-- Source text start --

User: Password:
|
|
Subscribe / Log in / New account

The word-at-a-time interface

The word-at-a-time interface

Posted Jun 14, 2012 18:04 UTC (Thu) by jzbiciak (subscriber, #5246)
In reply to: The word-at-a-time interface by mina86
Parent article: The word-at-a-time interface

Perhaps it's a codesize thing, at least for 64-bit arches? A 64-bit manifest constant is fairly big and may require many more than 8 bytes to generate with code. Since these are inlines, multiply the cost by the number of call sites.

A data-page relative access might be comparatively smaller and possibly cheaper when you account for smaller I-cache footprint. You're still costing some D-cache, but it gets reused at every call site.


(Log in to post comments)

The word-at-a-time interface

Posted Jun 14, 2012 18:15 UTC (Thu) by jzbiciak (subscriber, #5246) [Link]

To throw some data into all this, I coded up a short test:

struct csts
{
    long csta, cstb;
};

long foo1(long x, const struct csts *c)
{
    return (x + c->csta) & c->cstb;
}

long foo2(long x)

-- Source text end --
-- Stored data start --

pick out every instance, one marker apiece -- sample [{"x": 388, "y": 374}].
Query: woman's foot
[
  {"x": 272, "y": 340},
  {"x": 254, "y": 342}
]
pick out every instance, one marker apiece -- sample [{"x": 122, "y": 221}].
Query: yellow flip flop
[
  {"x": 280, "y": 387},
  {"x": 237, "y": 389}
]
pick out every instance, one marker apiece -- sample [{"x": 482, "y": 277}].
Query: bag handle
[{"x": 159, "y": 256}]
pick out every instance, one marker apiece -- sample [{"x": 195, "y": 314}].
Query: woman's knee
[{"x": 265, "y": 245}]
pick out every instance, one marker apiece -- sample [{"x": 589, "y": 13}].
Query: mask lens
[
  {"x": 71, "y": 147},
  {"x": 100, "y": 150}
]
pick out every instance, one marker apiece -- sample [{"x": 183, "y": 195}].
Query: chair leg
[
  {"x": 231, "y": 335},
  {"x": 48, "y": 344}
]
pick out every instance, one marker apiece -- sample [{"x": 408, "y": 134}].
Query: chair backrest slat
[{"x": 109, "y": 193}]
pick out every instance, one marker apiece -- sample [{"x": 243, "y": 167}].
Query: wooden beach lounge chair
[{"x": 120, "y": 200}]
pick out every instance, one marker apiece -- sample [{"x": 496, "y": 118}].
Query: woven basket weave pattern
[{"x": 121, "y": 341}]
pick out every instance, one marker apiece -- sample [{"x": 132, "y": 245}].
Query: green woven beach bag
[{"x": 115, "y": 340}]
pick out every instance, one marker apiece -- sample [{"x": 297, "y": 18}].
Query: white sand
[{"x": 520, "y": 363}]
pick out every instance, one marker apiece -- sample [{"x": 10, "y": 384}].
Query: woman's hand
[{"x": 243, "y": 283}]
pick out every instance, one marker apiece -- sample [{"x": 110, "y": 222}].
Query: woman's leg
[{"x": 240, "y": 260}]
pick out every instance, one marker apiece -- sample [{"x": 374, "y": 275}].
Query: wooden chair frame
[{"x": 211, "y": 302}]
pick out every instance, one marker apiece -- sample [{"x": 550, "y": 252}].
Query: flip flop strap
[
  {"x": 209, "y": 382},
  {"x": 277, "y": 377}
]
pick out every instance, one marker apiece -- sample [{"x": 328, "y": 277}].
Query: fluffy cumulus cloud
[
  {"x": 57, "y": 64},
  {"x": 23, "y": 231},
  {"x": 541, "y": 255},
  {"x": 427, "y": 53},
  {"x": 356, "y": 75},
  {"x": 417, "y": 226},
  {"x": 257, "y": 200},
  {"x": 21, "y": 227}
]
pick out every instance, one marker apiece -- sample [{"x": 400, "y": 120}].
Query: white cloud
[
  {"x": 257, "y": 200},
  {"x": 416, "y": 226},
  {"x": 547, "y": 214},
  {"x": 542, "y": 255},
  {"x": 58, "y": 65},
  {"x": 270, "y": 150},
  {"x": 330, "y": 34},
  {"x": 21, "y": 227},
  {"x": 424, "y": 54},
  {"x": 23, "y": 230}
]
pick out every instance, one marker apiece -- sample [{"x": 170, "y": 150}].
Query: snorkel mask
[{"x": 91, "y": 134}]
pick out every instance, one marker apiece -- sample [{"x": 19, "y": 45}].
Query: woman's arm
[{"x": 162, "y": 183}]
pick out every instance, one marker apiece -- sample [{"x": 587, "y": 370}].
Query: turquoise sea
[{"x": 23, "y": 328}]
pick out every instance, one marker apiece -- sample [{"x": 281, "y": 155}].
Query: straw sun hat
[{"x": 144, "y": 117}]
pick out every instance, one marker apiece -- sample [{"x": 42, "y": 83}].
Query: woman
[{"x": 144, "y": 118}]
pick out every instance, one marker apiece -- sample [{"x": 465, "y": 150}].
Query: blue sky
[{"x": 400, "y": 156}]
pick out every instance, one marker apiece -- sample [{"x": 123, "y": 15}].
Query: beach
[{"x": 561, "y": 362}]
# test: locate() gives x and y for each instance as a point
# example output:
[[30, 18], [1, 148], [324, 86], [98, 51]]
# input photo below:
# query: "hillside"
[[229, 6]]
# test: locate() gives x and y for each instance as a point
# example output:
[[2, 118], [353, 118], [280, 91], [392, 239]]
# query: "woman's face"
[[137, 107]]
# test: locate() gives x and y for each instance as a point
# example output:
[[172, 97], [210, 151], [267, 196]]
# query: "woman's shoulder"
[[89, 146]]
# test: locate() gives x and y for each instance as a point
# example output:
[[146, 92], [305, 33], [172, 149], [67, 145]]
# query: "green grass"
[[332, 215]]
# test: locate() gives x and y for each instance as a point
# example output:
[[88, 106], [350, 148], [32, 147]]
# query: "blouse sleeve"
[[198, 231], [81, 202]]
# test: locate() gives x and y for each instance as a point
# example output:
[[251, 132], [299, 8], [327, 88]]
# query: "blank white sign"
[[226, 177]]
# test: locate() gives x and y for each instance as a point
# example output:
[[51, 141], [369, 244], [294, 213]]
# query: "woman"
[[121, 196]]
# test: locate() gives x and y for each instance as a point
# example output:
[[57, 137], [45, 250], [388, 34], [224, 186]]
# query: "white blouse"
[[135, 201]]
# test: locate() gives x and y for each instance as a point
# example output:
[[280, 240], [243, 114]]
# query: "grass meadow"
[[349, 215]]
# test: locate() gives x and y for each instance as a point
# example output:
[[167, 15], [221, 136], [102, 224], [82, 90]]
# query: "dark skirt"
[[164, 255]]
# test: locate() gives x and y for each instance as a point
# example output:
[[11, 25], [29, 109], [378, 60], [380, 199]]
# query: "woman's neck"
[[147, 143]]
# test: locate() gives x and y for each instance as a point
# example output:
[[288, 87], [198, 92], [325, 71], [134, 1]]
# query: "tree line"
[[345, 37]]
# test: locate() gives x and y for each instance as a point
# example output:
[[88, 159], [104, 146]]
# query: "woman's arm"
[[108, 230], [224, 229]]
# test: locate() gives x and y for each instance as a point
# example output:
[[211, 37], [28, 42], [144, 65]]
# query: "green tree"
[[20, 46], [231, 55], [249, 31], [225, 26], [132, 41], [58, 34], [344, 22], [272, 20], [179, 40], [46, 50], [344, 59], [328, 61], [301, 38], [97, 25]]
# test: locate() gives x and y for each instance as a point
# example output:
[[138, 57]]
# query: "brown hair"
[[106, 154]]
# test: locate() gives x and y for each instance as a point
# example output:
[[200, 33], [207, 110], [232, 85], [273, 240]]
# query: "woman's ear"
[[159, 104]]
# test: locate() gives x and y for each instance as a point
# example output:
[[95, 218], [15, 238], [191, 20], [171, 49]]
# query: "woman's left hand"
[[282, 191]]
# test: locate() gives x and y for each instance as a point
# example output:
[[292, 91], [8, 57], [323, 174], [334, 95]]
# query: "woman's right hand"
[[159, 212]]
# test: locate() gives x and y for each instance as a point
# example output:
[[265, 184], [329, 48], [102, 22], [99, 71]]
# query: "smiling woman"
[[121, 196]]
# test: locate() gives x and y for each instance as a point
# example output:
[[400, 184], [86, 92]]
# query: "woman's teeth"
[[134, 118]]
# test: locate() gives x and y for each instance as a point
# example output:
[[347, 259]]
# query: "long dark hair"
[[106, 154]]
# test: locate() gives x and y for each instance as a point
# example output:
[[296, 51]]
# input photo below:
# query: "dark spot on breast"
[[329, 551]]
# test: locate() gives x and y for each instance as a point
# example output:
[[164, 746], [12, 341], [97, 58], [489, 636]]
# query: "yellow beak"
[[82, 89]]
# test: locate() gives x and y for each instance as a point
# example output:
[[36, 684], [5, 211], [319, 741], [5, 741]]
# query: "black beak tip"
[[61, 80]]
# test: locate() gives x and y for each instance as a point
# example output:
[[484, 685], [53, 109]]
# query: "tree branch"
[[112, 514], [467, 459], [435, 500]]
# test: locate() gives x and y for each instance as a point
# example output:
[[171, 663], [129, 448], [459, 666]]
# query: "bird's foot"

-- Stored data end --

- **Work to complete**
• A. Please return every line of the entries above that contains the string "tree". Case counts.
• B. Go on with the forum thread about the word-at-a-time interface from the point where it stops.

- **Answers for the tasks**
• A.
# query: "tree line"
# query: "green tree"
# query: "tree branch"

• B.
{
    return (x + 0x0101010101010101ul) & 0x8080808080808080ul;
}

The objdump output illustrates the codesize argument:

0000000000000000 <foo1>:
   0:	48 89 f8             	mov    %rdi,%rax
   3:	48 03 06             	add    (%rsi),%rax
   6:	48 23 46 08          	and    0x8(%rsi),%rax
   a:	c3                   	retq   
   b:	eb 03                	jmp    10 <foo2>
   d:	90                   	nop
   e:	90                   	nop
   f:	90                   	nop

0000000000000010 <foo2>:
  10:	48 b8 01 01 01 01 01 	movabs $0x101010101010101,%rax
  17:	01 01 01 
  1a:	48 ba 80 80 80 80 80 	movabs $0x8080808080808080,%rdx
  21:	80 80 80 
  24:	48 8d 04 07          	lea    (%rdi,%rax,1),%rax
  28:	48 21 d0             	and    %rdx,%rax
  2b:	c3                   	retq   

If you ignore the end padding (which, in practice, would disappear with inlining), the first function is less than half the size of the second (11 vs. 27). (Not exactly sure what that jmp foo2 is doing there, but I'm ignoring it.) With inlining, the situation naturally gets muddier if you have multiple uses of the same constant, but still, you can see that the constant-in-struct approach has some natural size advantages.

And yes, my data-page relative comment above is maybe a little bit off, unless after inlining the generation of the "struct word_at_a_time *" gets resolved there as data-page relative. It may well not.

The word-at-a-time interface

Posted Jun 14, 2012 19:17 UTC (Thu) by mina86 (subscriber, #68442) [Link]

Then again, if you call it in a loop, those constants are loaded into register before the loop. But then again, that is probably true for the code with structure as well. In fact, when compiling hash_name(), with -O2, both versions gave the same result, so the whole thing may be premature optimisation which compiler is capable of handling itself.

The word-at-a-time interface

Posted Jun 14, 2012 19:36 UTC (Thu) by jzbiciak (subscriber, #5246) [Link]

I'm not referring to the cycle cost of generating the constants, but rather the codesize cost. Even if the constant generation gets hoisted out of the loop, there's still the codesize outside the loop.

If hash_name() is the only call site for these inlines, then yeah, it's tilting at windmills. If the inlines start to find use other places, then the savings, while small, may start to add up.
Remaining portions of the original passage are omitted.